§ **TASK TO CARRY OUT**: Every line of the material must appear in the answer exactly as it does here.

⟨

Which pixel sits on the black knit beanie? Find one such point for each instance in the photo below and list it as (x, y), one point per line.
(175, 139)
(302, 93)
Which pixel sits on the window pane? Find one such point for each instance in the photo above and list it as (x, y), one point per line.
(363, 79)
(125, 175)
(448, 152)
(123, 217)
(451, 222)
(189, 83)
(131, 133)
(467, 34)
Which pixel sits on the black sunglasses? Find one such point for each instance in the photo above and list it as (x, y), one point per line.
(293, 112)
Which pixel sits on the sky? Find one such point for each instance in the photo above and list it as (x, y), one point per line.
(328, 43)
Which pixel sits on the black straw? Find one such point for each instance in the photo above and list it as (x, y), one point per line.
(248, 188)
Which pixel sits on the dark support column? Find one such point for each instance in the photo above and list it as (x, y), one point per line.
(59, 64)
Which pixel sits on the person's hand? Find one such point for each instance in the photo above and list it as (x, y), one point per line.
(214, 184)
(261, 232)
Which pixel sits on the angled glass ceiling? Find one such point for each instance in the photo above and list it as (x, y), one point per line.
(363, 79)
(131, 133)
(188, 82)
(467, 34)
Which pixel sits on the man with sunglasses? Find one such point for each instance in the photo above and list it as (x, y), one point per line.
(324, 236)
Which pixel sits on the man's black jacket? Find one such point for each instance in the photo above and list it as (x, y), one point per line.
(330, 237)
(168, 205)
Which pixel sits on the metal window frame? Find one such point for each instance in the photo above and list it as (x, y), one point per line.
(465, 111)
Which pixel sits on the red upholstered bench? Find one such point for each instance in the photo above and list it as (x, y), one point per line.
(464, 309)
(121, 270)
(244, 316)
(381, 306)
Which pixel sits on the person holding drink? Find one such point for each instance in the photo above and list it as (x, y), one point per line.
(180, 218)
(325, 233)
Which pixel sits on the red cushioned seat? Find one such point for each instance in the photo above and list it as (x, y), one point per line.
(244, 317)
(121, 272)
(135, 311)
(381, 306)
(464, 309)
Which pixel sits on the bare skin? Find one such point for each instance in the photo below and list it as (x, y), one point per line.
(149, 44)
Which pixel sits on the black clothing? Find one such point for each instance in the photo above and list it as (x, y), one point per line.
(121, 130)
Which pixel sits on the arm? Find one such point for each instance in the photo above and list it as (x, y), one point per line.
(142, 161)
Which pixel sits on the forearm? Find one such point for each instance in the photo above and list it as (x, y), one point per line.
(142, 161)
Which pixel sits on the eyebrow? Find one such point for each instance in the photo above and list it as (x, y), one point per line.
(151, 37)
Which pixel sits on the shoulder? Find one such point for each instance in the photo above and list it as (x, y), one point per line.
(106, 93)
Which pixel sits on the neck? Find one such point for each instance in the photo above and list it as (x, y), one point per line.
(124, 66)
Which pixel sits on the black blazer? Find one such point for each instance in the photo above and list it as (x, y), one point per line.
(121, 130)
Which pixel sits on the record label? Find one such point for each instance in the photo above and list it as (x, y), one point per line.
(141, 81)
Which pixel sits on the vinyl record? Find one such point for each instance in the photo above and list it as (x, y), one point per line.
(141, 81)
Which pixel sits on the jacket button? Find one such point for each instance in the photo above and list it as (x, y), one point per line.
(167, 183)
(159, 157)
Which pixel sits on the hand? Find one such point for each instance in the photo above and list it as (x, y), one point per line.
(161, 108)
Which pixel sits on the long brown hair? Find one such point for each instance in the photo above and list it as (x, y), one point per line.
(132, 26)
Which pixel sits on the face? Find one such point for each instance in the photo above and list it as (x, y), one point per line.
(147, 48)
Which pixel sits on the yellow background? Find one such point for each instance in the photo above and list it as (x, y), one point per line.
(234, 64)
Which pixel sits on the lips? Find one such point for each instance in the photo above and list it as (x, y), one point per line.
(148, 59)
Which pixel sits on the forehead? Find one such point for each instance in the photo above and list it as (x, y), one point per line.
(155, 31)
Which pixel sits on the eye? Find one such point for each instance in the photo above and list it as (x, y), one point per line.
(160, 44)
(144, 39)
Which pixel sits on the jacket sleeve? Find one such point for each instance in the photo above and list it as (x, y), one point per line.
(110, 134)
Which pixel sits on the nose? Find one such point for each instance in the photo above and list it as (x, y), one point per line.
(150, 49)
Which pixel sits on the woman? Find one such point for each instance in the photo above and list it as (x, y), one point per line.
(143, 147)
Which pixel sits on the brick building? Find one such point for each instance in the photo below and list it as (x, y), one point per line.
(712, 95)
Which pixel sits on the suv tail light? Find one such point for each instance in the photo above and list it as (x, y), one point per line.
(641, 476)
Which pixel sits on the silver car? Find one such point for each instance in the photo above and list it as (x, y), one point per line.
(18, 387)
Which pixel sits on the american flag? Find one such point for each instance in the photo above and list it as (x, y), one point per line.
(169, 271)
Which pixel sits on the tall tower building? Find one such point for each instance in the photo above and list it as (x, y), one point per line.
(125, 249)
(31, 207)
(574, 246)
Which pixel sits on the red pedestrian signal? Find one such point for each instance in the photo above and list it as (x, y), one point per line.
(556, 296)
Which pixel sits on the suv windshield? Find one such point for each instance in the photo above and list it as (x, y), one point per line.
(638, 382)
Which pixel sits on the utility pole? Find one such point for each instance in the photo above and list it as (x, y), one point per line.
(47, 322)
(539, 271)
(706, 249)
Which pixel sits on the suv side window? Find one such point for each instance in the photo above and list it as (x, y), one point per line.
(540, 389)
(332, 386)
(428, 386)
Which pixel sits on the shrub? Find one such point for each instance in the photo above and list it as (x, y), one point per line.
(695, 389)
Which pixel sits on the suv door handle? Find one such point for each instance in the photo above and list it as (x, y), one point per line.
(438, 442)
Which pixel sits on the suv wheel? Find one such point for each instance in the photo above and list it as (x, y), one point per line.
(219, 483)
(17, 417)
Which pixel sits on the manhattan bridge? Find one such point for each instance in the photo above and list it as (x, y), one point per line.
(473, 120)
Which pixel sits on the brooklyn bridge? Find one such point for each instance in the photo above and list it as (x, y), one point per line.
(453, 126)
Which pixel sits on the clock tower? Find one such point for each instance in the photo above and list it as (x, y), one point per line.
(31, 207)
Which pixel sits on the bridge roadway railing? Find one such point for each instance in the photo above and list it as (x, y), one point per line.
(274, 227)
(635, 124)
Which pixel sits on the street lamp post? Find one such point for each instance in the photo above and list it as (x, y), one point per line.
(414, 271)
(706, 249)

⟩

§ **SOLUTION**:
Which pixel sits on the black knit beanie? Find one such point for each instance in the photo below and list it as (x, y), one point per line.
(175, 139)
(302, 93)
Which pixel sits on the window pane? Find one such point for each instance in the photo above and list it as (x, y), one point per line.
(363, 79)
(125, 175)
(448, 152)
(123, 217)
(451, 222)
(189, 83)
(131, 133)
(467, 34)
Which pixel sits on the black sunglasses? Find one such point for each instance in the photo above and list it as (x, y), one point per line.
(293, 112)
Which pixel sits on the sky? Find one such point for each instance in the photo above and list it as (x, y), one point per line.
(328, 43)
Which pixel sits on the black straw? Find one such point for each instance in the photo above and list it as (x, y), one point per line.
(248, 188)
Which pixel sits on the dark support column? Find one such point for each instance in the photo above and list it as (x, y), one point per line.
(59, 64)
Which pixel sits on the person's hand? Find one such point for each instance in the photo above and list it as (x, y), one point per line.
(214, 184)
(261, 232)
Which pixel sits on the angled glass ceiling? Find one such point for each instance in the photo above and list it as (x, y), one point per line.
(363, 79)
(131, 133)
(188, 82)
(467, 34)
Which pixel sits on the man with sunglasses? Find one such point for each instance in the photo above and list it as (x, y), one point per line.
(324, 236)
Which pixel sits on the man's black jacket? Find one such point for each instance in the photo above and list it as (x, y), one point per line.
(330, 237)
(168, 205)
Which pixel sits on the metal window frame? Find one such point for each instance in the photo above and list it as (x, y), one point per line.
(465, 111)
Which pixel sits on the red upholstered bench? Find one such point for each instance in the photo above and list it as (x, y), one point per line.
(464, 309)
(121, 270)
(244, 316)
(381, 306)
Which pixel sits on the person holding drink? Find one such point for each instance in the photo above and list it as (x, y), one point per line.
(180, 218)
(325, 233)
Which pixel sits on the red cushioned seat? Find one such point for each instance in the photo above and list it as (x, y), one point per line.
(244, 317)
(121, 272)
(135, 311)
(381, 306)
(464, 309)
Which pixel sits on the bare skin? Find one such point for each instance in the photo below and list it as (x, y), one point per line.
(149, 44)
Which pixel sits on the black clothing? Find one such point for each instance in the photo above and list it as (x, y), one point per line.
(121, 130)
Which pixel sits on the arm? Find one such point for each instance in the photo above and list it as (x, y), one point per line.
(142, 161)
Which pixel sits on the forearm? Find one such point for each instance in the photo above and list it as (x, y), one point per line.
(142, 161)
Which pixel sits on the eyebrow? Find one such point for each instance in the photo above and list it as (x, y), one point per line.
(151, 37)
Which pixel sits on the shoulder? Find one such point for each instance in the photo above and list it as (x, y), one point per line.
(106, 93)
Which pixel sits on the neck? Find one such point for each instance in the photo above and list it as (x, y), one point per line.
(124, 66)
Which pixel sits on the black blazer? Find one such point for each instance in the photo above and list it as (x, y), one point per line.
(121, 130)
Which pixel sits on the record label? Find one such point for each instance in the photo above and list it as (x, y), one point per line.
(141, 81)
Which pixel sits on the vinyl record? Find one such point for each instance in the photo above and list it as (x, y), one point per line.
(141, 81)
Which pixel sits on the jacket button? Find one such point for each instance in the photo above and list it as (x, y), one point per line.
(167, 183)
(159, 157)
Which pixel sits on the hand? Find one such point for each instance in the photo above and list it as (x, y), one point per line.
(161, 108)
Which pixel sits on the long brown hair? Find one such point for each instance in the photo above and list it as (x, y), one point per line.
(132, 26)
Which pixel sits on the face? Find one such point for each instance in the photo above and list it as (x, y), one point per line.
(147, 48)
Which pixel sits on the yellow background? Find one such point for each instance in the photo above and list it as (x, y), one point per line.
(234, 64)
Which pixel sits on the lips? Find one such point for each instance in the photo above and list it as (x, y), one point per line.
(148, 59)
Which pixel sits on the forehead? Find one such point for each instance in the photo above and list it as (x, y), one point per line.
(155, 31)
Which pixel sits on the eye? Find one such point for each instance in the photo above and list it as (x, y), one point per line.
(160, 44)
(144, 39)
Which pixel sits on the jacket sleeve? Find one such point for each instance in the photo above and list it as (x, y), one point per line.
(110, 134)
Which pixel sits on the nose? Find one such point for each instance in the photo above and list it as (x, y), one point per line.
(150, 49)
Which pixel sits on the woman? Find one such point for each instance in the photo above and list it as (x, y), one point per line.
(143, 147)
Which pixel sits on the brick building? Find one such point for each instance in the photo below and list it as (x, y), one point per line.
(712, 95)
Which pixel sits on the suv tail light? Find one such point for each instance in the photo above and list it as (x, y), one point per line.
(641, 476)
Which pixel sits on the silver car? Find one such point for each instance in the photo above and list it as (x, y), one point per line.
(18, 387)
Which pixel sits on the american flag? Find one such point for each instance in the photo above and list it as (x, y), one point per line.
(169, 271)
Which pixel sits on the tall tower building? Find one such point for each instance in the photo above and list it as (x, y), one point per line.
(125, 249)
(31, 207)
(574, 246)
Which pixel sits on the red pedestrian signal? Find one such point for each instance in the photo above and list it as (x, y), one point per line.
(556, 296)
Which pixel sits on the suv windshield? Find one such point for each instance in the photo above and list it as (x, y), one point per line.
(638, 382)
Which pixel sits on the utility pole? Find one such point for each instance in the photo above and list it as (x, y), one point per line.
(47, 322)
(539, 271)
(706, 249)
Which pixel sits on the suv side window? Find one such point for each instance in the photo above and list it as (x, y), one point per line.
(540, 389)
(332, 386)
(428, 386)
Which pixel sits on the shrub? Find one such point for each instance in the photo above and list it as (x, y), one point per line.
(695, 389)
Which pixel sits on the suv door handle? Find one such point for each instance in the photo above and list it as (x, y), one point per line.
(438, 442)
Which pixel sits on the suv wheel? Find one such point for each instance in the photo above and list it as (x, y), one point per line.
(219, 483)
(17, 417)
Which pixel sits on the manhattan bridge? Find one such point for each instance in the photo above and list it as (x, y), one point per line.
(473, 120)
Which pixel sits on the brooklyn bridge? Find one such point for each instance in the photo above and list it as (x, y), one point per line.
(453, 126)
Which pixel sits on the clock tower? Find one such point for each instance in the photo above and list it as (x, y), one point per line.
(31, 207)
Which pixel sits on the bridge roadway railing? Find one such point for each instance in the photo above and list it as (x, y), one point per line.
(274, 227)
(635, 124)
Which pixel sits on the street lamp post? Find one such point for each instance in the photo above and list it as (x, y), one point per line.
(414, 271)
(706, 249)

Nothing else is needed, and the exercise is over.